** start of Provided material **

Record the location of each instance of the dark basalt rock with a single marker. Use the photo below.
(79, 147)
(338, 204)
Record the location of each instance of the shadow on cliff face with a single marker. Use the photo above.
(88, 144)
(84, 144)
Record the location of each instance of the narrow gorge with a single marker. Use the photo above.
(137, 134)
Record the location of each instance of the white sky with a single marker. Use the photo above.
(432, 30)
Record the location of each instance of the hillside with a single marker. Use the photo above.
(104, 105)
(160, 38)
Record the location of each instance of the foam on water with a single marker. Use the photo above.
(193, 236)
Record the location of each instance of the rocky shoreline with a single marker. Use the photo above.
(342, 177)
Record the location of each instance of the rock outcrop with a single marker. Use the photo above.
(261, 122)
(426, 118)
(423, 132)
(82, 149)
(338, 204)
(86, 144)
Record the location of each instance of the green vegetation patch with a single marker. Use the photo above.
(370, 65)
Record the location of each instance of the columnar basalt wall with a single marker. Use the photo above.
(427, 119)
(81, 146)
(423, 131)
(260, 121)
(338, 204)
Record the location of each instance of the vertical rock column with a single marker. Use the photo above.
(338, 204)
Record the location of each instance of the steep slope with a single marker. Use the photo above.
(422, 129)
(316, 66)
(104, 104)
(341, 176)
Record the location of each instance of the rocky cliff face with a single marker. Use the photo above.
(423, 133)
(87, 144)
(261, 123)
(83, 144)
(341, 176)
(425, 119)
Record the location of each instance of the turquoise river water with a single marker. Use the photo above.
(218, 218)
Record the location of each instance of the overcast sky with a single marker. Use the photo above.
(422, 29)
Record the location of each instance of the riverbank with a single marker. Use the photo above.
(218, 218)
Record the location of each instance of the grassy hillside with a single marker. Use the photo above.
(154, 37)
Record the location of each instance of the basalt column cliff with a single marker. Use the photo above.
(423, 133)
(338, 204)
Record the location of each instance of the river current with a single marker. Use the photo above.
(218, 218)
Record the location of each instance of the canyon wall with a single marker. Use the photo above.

** end of Provided material **

**Work instructions:**
Restate each entry exactly, skipping none.

**The result:**
Record the location of each instance of the dark basalt rock with a single marker. Use the photo below.
(79, 147)
(338, 204)
Record the location of each instance of the shadow on cliff face with a single marker. Use the photo above.
(88, 144)
(84, 144)
Record the location of each instance of the narrow gorge with a single marker. Use the photo above.
(137, 134)
Record the location of each instance of the white sky with a single marker. Use the photo above.
(432, 30)
Record the location of each instance of the hillside with a single marker. Use the photo above.
(104, 105)
(160, 38)
Record the location of each instance of the foam on water with a single marker. Use the photo above.
(193, 236)
Record the location of each instance of the rocky shoreline with a single marker. Use the photo above.
(342, 177)
Record the location of each instance of the rock outcrop with a single marker. Use the photo above.
(261, 122)
(426, 118)
(423, 132)
(82, 149)
(338, 204)
(86, 144)
Record the location of each instance of the green vegetation patch with a single marker. Use the photo above.
(370, 65)
Record the location of each instance of the columnar basalt wall with a single marker. Use the photo above.
(427, 119)
(81, 146)
(423, 131)
(260, 121)
(338, 204)
Record the location of each instance of the vertical rock column with a single marker. Use the photo above.
(338, 204)
Record the location of each instance of the steep slope with a single marker. Use the photo above.
(422, 129)
(316, 66)
(104, 104)
(341, 176)
Record the location of each instance of the rocky cliff face with a single marker. Use the photo above.
(423, 133)
(87, 144)
(261, 123)
(83, 144)
(341, 176)
(425, 119)
Record the location of each instance of the turquoise river water with a single marker. Use the photo above.
(218, 218)
Record the location of each instance of the overcast sky with a single marker. Use the photo above.
(422, 29)
Record the location of each instance of the riverbank with a single marker. Use the photo above.
(218, 218)
Record the location of each instance of the grassy hillside with a single marker. Use the photo above.
(154, 37)
Record the location of each instance of the basalt column cliff with a single marker. Use the photo above.
(423, 133)
(338, 204)
Record the location of each instance of the river current with a single marker. Use the photo above.
(218, 218)
Record the location of each instance of the canyon wall with a single marker. Use the photo above.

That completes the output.